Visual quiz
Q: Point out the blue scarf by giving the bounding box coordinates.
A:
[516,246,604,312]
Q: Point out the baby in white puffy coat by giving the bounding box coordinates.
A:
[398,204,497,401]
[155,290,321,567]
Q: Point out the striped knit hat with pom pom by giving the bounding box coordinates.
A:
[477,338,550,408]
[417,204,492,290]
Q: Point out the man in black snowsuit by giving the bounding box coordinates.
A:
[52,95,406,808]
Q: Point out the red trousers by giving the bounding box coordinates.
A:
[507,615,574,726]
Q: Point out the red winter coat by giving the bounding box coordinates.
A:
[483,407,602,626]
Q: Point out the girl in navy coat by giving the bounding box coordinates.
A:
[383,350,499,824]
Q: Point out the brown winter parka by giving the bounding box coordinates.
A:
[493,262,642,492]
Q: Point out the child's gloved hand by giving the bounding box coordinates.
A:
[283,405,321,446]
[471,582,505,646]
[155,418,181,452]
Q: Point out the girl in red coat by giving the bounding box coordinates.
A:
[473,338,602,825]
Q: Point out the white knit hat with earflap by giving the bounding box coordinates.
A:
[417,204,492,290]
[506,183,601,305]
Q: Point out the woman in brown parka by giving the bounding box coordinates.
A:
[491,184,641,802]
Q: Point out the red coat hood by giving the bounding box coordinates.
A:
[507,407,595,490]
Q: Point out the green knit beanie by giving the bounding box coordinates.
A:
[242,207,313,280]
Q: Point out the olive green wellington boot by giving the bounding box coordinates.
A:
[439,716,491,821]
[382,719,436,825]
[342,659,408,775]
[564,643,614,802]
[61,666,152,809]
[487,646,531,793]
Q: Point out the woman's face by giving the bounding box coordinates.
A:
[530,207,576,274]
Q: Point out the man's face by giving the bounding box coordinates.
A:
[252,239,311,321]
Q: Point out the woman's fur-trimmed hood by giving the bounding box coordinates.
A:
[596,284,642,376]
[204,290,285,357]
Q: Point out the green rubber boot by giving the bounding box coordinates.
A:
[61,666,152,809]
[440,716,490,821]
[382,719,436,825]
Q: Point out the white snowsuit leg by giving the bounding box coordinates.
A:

────────────────────────────────────────

# GIVEN PROBLEM:
Swap "Point out" for "Locate" everywhere in the material above and reproduce it otherwise unchanged.

# THE REPLY:
Visual quiz
Q: Locate the blue scarf by giving the bounding box coordinates.
A:
[516,246,604,312]
Q: Locate the baby in white puffy coat by giving the bounding box coordinates.
A:
[398,204,497,401]
[155,290,321,567]
Q: Locate the striped knit hat with pom pom by giving the bounding box coordinates.
A:
[477,338,550,408]
[417,204,492,290]
Q: Locate the man in black snowsuit by giving the bounding box coordinates.
A:
[52,95,406,808]
Q: Locate the red trousers by giving the bounding box coordinates.
A:
[507,615,574,726]
Q: Locate the red winter coat by giving the bounding box coordinates.
A:
[483,407,602,626]
Q: Locate the girl in navy coat by giving the bounding box coordinates.
A:
[383,350,499,824]
Q: Locate the brown winter parka by giving the bounding box coordinates.
A:
[493,262,642,492]
Q: Locate the child's gloved hand by giving the bounding box coordinates.
A:
[283,405,321,446]
[471,582,505,646]
[155,418,181,452]
Q: Locate the girl in red coat by giving the bounding box coordinates.
A:
[473,338,602,825]
Q: Locate the white knit hat with earflap by giving the bounding box coordinates.
A:
[417,204,492,290]
[506,183,601,305]
Q: Locate the woman in brown parka by giving the bounding box coordinates.
A:
[491,184,641,802]
Q: Locate the red coat hood by giving the bounding box coordinates.
A:
[507,407,595,490]
Q: Locate the green knit beanie by giving the bounding box coordinates.
A:
[242,207,313,280]
Q: Locate the olive green wellington boot by giving the bounding box coordinates.
A:
[439,716,491,821]
[382,719,436,825]
[342,659,408,775]
[564,643,614,802]
[61,666,152,809]
[487,646,531,793]
Q: Locate the woman's face by giving the bounding box coordinates.
A:
[530,207,576,274]
Q: Locate the man's face by giving the bounding box coordinates.
A:
[252,239,311,321]
Q: Locate the woman's fur-trimmed hood by giving the bounding box coordinates.
A:
[596,284,642,376]
[204,290,285,357]
Q: Locate the green rubber boot by giving the bounding box coordinates.
A:
[61,666,152,809]
[440,716,490,821]
[382,719,436,825]
Q: Locate the white snowsuit leg by giving the bounding box coordinates.
A:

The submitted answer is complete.